── WORKING DATA ──

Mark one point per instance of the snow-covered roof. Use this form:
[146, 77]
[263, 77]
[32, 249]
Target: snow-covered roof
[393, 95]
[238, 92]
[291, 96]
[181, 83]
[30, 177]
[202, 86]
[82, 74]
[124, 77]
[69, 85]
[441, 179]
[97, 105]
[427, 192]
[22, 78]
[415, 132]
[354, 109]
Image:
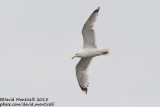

───

■ **EXERCISE DESCRIPTION**: Omit every picture, then repeat the remaining data exactly as it appears above.

■ **TASK SOLUTION**:
Mark one point per instance of the snow-covered roof. Use this form:
[146, 77]
[263, 77]
[32, 249]
Target: snow-covered roof
[393, 95]
[238, 92]
[291, 96]
[181, 83]
[30, 177]
[202, 86]
[82, 74]
[124, 77]
[69, 85]
[441, 179]
[97, 105]
[427, 192]
[22, 78]
[415, 132]
[354, 109]
Image:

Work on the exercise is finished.